- TASK TO COMPLETE:
Lines in the entries below where the word "hand" shows up should each be copied.
━━━━━━━━━━━━━━━━━━━━━━━━━━━━━━
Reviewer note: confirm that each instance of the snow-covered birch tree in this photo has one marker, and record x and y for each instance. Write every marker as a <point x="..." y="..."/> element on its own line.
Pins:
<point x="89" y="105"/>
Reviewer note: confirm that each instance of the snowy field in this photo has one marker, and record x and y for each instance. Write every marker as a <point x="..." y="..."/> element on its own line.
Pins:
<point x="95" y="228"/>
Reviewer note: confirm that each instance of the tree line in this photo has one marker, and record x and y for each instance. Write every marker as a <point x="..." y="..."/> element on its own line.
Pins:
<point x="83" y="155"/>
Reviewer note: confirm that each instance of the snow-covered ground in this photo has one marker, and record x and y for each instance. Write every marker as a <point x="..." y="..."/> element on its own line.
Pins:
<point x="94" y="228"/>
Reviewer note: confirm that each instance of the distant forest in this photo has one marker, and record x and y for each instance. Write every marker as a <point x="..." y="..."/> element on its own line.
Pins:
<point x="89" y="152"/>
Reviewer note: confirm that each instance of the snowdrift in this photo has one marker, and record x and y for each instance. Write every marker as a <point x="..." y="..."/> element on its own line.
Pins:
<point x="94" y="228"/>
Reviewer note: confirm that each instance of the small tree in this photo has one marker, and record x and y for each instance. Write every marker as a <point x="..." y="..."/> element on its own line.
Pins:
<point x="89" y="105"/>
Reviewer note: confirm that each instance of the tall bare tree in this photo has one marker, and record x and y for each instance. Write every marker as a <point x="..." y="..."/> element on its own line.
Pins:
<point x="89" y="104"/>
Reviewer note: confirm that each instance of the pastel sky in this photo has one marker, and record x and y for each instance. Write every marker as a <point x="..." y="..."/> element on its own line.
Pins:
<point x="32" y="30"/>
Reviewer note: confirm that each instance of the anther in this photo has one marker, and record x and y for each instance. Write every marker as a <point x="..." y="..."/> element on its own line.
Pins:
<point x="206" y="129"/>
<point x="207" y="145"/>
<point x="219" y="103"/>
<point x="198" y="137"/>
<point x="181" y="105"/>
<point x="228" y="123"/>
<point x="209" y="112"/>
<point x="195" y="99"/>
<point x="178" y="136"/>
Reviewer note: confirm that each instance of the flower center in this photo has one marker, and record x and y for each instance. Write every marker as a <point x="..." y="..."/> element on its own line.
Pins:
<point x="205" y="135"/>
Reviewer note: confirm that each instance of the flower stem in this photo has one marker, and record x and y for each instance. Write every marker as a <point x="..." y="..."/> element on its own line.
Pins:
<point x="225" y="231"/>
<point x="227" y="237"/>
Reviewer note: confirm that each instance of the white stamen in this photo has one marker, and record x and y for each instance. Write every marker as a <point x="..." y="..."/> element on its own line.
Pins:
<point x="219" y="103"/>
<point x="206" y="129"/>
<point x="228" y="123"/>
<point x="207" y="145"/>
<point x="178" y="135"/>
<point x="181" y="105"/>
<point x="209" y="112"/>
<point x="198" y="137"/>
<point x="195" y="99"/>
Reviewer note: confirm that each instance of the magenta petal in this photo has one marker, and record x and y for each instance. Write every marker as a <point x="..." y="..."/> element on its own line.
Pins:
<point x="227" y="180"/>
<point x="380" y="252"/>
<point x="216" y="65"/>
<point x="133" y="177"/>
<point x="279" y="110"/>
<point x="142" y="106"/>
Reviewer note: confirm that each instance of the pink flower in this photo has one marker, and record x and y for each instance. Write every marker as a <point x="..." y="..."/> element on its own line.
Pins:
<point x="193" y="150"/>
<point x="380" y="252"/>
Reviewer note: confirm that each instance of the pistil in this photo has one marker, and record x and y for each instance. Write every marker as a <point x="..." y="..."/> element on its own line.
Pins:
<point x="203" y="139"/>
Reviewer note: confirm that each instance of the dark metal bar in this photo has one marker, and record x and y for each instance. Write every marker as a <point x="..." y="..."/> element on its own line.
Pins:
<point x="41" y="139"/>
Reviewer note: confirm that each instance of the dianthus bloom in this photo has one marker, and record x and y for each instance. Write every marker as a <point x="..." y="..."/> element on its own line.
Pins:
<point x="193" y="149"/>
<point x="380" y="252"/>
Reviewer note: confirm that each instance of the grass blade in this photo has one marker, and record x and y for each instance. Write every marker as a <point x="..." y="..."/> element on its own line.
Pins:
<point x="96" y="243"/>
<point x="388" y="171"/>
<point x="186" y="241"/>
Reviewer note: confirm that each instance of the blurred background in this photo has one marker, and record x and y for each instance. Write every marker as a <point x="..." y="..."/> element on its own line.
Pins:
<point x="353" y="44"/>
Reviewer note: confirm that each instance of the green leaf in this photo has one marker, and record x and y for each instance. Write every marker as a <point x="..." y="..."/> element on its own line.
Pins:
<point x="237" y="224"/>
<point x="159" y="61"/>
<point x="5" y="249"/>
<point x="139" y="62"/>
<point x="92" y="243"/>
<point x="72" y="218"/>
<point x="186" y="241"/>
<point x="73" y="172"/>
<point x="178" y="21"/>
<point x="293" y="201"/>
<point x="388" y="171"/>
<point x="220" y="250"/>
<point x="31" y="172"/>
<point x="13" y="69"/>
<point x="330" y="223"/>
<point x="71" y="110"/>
━━━━━━━━━━━━━━━━━━━━━━━━━━━━━━
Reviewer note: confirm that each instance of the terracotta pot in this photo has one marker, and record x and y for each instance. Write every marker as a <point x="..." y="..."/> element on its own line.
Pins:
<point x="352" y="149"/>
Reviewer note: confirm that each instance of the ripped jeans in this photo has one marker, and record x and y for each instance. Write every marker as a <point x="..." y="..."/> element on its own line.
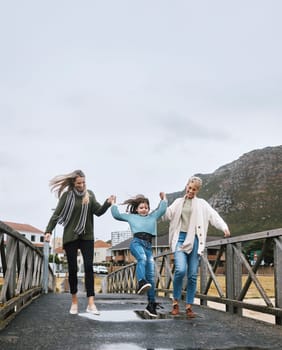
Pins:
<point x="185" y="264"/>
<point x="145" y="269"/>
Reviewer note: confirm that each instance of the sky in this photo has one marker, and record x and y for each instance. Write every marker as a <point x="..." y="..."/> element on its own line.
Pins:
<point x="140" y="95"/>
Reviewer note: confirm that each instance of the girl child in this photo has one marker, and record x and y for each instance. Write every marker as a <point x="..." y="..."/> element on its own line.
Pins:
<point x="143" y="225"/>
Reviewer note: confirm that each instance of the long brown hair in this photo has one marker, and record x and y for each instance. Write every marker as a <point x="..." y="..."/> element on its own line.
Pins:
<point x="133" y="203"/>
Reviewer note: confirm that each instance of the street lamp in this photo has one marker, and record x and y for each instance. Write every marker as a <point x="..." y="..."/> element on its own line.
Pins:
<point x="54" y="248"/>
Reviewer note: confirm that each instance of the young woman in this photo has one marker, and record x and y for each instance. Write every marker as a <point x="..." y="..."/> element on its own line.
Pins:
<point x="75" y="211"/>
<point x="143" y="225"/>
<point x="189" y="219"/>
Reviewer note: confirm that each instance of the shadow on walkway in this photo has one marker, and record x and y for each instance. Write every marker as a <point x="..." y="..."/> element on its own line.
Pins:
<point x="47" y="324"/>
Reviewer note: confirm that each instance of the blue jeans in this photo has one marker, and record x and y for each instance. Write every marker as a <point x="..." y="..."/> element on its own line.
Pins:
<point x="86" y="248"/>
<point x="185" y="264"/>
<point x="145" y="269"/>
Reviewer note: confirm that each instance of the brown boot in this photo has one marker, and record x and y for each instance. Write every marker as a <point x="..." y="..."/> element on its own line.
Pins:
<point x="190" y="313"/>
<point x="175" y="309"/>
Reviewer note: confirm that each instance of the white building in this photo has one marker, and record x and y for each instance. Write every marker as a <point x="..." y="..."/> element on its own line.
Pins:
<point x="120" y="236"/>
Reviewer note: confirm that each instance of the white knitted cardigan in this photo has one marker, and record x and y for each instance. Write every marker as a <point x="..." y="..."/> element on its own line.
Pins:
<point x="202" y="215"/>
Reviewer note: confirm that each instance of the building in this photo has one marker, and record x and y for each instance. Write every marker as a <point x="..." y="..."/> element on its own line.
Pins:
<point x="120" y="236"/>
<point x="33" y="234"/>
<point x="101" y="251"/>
━━━━━━━━━━━━━━━━━━━━━━━━━━━━━━
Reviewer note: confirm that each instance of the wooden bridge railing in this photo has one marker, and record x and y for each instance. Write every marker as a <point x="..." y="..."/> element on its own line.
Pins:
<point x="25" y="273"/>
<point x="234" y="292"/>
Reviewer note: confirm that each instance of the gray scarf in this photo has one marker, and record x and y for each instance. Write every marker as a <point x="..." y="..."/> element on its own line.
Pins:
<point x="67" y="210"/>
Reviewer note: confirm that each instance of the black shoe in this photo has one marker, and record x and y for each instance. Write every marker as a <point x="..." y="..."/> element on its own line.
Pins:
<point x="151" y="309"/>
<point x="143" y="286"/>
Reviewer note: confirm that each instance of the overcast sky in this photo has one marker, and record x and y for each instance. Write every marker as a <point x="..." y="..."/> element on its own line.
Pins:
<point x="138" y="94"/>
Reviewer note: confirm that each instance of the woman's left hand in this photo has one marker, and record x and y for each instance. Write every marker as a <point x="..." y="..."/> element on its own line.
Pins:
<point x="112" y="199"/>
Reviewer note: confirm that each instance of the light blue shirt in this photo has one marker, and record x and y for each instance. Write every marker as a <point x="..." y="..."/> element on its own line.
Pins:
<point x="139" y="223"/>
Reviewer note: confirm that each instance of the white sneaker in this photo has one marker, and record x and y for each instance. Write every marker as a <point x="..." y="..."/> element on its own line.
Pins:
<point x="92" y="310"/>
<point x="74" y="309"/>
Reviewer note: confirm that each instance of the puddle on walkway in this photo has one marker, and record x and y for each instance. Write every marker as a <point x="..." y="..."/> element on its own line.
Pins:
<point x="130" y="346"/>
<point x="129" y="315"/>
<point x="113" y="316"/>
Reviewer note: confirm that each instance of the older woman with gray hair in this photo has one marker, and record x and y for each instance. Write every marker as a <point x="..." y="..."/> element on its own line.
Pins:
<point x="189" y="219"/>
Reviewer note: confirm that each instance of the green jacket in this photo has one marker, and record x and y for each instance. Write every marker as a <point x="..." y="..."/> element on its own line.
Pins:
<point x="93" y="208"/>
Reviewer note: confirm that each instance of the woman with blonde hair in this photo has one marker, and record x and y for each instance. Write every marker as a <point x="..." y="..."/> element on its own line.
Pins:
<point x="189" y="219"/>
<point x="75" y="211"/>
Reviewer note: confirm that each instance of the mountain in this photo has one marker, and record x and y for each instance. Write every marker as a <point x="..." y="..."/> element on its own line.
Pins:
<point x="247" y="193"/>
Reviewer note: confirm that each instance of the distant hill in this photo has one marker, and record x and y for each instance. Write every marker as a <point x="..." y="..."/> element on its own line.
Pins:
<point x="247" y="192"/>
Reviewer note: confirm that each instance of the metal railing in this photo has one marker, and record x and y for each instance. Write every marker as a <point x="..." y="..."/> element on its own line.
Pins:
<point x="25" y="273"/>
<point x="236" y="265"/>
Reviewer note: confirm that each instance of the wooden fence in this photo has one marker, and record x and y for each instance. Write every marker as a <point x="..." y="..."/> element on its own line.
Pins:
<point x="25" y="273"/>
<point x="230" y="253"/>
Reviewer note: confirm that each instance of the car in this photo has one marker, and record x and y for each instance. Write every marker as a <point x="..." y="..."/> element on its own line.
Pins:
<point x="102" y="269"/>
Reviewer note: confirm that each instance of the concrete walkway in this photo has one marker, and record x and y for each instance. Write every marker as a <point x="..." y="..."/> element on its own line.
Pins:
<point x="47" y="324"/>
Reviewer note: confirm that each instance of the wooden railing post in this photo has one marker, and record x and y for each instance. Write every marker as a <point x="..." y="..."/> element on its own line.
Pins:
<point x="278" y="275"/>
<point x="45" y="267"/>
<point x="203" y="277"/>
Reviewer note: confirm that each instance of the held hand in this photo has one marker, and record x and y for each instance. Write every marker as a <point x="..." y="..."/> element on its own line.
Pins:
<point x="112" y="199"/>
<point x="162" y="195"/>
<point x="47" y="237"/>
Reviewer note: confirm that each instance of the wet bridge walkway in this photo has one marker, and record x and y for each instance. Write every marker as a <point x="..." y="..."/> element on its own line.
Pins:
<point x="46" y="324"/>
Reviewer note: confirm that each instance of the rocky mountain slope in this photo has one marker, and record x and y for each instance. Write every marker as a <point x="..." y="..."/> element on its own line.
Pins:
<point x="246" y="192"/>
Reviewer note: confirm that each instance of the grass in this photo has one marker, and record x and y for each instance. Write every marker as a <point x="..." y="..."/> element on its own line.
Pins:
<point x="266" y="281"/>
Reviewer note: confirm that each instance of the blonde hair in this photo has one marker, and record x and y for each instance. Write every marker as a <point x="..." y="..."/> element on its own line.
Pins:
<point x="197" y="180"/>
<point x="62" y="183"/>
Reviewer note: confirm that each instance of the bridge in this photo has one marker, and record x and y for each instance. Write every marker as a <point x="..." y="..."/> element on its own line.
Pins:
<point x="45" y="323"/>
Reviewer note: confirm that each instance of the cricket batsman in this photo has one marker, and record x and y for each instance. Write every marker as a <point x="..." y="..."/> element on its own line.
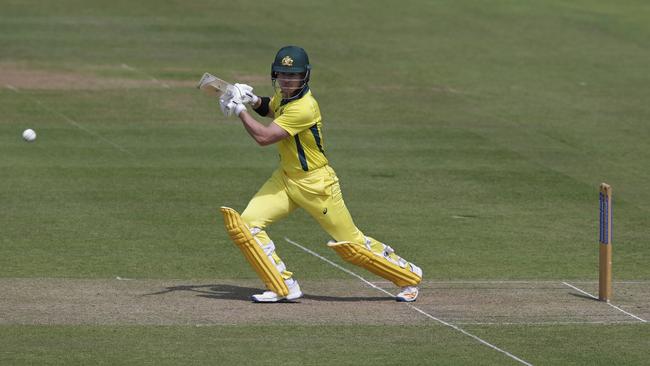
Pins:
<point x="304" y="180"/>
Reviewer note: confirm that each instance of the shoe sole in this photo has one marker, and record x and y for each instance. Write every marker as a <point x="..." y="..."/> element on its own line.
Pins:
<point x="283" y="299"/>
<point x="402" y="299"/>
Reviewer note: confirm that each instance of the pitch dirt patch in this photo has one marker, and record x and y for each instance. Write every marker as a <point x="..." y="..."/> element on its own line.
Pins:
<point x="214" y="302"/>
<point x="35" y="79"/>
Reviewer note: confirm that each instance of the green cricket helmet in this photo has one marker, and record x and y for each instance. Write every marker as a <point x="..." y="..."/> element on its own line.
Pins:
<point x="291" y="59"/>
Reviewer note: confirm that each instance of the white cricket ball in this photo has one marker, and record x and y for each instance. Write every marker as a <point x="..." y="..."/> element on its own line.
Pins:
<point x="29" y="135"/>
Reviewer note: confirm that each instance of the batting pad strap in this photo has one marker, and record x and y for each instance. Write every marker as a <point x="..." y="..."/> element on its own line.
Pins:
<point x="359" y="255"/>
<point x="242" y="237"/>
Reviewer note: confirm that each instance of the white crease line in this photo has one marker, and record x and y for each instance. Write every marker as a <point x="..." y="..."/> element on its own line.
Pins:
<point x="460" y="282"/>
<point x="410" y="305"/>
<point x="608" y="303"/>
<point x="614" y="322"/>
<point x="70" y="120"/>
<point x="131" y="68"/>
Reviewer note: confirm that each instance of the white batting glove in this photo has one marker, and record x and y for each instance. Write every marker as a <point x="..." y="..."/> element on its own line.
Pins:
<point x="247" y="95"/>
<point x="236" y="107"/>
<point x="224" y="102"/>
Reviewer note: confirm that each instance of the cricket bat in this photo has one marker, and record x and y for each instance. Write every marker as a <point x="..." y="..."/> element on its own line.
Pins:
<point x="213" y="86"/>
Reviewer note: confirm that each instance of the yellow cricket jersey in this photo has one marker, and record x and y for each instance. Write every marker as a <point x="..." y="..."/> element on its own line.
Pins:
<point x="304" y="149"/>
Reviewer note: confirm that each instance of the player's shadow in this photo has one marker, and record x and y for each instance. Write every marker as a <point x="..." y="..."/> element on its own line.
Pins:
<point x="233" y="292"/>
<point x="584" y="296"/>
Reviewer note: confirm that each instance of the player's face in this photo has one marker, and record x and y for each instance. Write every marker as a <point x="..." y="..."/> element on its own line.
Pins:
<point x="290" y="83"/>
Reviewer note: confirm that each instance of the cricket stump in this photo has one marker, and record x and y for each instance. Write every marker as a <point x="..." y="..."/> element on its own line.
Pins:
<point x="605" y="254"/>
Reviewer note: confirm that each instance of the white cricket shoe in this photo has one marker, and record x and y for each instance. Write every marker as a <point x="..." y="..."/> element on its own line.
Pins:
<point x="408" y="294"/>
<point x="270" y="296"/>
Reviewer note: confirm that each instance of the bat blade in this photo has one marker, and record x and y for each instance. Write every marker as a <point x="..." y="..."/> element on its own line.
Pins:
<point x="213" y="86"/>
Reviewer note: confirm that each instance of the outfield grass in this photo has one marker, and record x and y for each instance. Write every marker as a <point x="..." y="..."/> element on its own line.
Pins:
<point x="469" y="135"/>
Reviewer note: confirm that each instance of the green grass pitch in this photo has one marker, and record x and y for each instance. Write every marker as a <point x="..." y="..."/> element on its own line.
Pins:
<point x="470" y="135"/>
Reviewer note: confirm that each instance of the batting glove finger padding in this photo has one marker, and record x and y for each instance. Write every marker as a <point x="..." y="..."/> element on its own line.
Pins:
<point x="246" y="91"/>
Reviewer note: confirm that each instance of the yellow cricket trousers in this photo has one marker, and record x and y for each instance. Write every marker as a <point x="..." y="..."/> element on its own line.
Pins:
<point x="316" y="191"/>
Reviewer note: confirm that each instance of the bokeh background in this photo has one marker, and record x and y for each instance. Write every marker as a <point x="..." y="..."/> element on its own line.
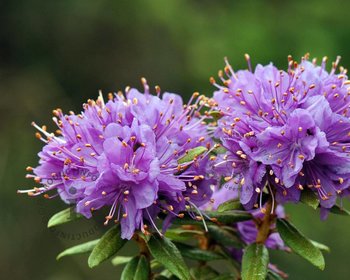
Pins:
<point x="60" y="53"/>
━━━━━━━━━━━━━━━━━━━━━━━━━━━━━━
- WRITTEN SOLUTION:
Reviewer note: confirm that each instance of the woman's left hand in this photo has one marker, and record x and y for each instance. Write every marker as a <point x="..." y="..."/> element on its own line.
Reviewer note: confirm that each instance of the held hand in this photo has one marker, and record x and y for each instance. Write every marker as a <point x="..." y="..."/> element on its own line.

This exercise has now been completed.